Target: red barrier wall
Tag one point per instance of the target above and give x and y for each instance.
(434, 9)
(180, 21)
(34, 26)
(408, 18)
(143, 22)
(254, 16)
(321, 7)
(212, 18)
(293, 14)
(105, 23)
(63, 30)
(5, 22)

==========

▶ WHAT NEEDS TO BE DONE
With the line containing "Tag one point" as the first and the last line of the data as the final one, copy every line between them exactly, those two included.

▶ RESULT OF THE TASK
Tag one point per instance of the target above and give x and y for each instance.
(434, 9)
(180, 21)
(34, 26)
(408, 18)
(143, 22)
(254, 16)
(321, 7)
(212, 18)
(293, 14)
(105, 23)
(63, 30)
(5, 22)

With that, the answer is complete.